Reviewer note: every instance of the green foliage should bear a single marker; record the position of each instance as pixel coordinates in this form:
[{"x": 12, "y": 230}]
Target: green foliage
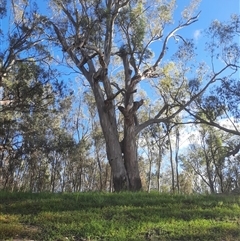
[{"x": 122, "y": 216}]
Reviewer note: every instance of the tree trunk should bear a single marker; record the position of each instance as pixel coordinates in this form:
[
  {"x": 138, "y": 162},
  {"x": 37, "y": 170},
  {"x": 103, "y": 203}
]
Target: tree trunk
[
  {"x": 106, "y": 111},
  {"x": 130, "y": 155},
  {"x": 159, "y": 165},
  {"x": 172, "y": 165}
]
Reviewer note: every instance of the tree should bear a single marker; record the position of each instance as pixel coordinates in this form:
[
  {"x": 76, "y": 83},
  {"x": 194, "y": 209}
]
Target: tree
[{"x": 92, "y": 34}]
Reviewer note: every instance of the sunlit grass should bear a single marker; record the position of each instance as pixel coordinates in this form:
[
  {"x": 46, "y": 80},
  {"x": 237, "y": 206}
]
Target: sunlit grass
[{"x": 119, "y": 216}]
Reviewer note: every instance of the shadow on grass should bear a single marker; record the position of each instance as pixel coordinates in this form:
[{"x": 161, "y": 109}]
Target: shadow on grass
[{"x": 125, "y": 216}]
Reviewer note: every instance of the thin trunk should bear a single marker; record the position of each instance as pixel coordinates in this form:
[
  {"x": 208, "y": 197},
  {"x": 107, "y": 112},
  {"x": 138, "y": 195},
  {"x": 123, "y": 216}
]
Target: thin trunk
[
  {"x": 149, "y": 176},
  {"x": 176, "y": 159},
  {"x": 172, "y": 165},
  {"x": 130, "y": 155},
  {"x": 159, "y": 166}
]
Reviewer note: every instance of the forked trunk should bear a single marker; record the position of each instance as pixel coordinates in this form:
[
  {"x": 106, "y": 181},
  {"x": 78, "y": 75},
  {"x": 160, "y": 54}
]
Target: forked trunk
[{"x": 106, "y": 111}]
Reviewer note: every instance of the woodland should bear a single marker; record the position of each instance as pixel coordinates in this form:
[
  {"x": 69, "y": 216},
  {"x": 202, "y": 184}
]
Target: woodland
[{"x": 111, "y": 96}]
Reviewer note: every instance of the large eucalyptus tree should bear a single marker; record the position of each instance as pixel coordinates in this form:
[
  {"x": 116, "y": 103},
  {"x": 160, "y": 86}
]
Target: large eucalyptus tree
[{"x": 94, "y": 35}]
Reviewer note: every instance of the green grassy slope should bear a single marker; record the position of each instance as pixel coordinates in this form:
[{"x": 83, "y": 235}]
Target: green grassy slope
[{"x": 119, "y": 216}]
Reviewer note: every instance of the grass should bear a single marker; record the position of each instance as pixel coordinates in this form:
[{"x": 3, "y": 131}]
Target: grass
[{"x": 119, "y": 216}]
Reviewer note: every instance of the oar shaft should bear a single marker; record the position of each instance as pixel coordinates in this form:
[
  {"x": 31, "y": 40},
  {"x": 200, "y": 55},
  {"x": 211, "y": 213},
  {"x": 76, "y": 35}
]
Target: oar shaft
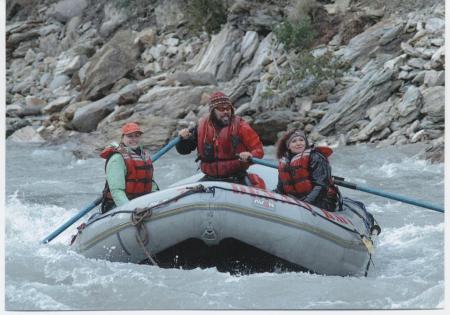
[
  {"x": 72, "y": 220},
  {"x": 392, "y": 196},
  {"x": 340, "y": 182},
  {"x": 166, "y": 148}
]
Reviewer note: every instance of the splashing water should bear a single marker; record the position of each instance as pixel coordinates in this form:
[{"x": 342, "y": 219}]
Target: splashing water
[{"x": 47, "y": 186}]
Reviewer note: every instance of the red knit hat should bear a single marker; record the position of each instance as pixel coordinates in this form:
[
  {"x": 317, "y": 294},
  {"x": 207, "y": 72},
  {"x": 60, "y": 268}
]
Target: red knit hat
[
  {"x": 130, "y": 128},
  {"x": 219, "y": 99}
]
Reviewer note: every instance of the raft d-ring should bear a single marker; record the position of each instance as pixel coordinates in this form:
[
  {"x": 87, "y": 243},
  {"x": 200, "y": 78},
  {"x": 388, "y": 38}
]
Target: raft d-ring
[{"x": 209, "y": 234}]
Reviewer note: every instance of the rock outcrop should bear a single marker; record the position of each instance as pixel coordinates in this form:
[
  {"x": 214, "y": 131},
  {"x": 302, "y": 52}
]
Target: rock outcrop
[{"x": 77, "y": 67}]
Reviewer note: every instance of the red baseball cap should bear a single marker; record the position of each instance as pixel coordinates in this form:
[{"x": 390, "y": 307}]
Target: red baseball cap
[{"x": 130, "y": 128}]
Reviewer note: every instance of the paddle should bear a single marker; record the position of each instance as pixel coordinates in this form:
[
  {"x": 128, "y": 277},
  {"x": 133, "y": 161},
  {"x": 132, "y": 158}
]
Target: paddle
[
  {"x": 341, "y": 182},
  {"x": 97, "y": 201}
]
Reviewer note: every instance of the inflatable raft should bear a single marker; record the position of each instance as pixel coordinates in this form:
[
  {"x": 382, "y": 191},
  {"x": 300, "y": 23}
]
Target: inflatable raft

=====

» **Problem to solve**: Format everything from the line containing "Reviewer note: every instance of the inflatable" down to the end of the records as a numbered list, leaving out any blank lines.

» **Solution**:
1. Reviewer note: every instance of the inflatable raft should bear a single marker; record the position of each instance as pixel coordinates in this form:
2. [
3.   {"x": 382, "y": 191},
4.   {"x": 300, "y": 23}
5. ]
6. Target: inflatable raft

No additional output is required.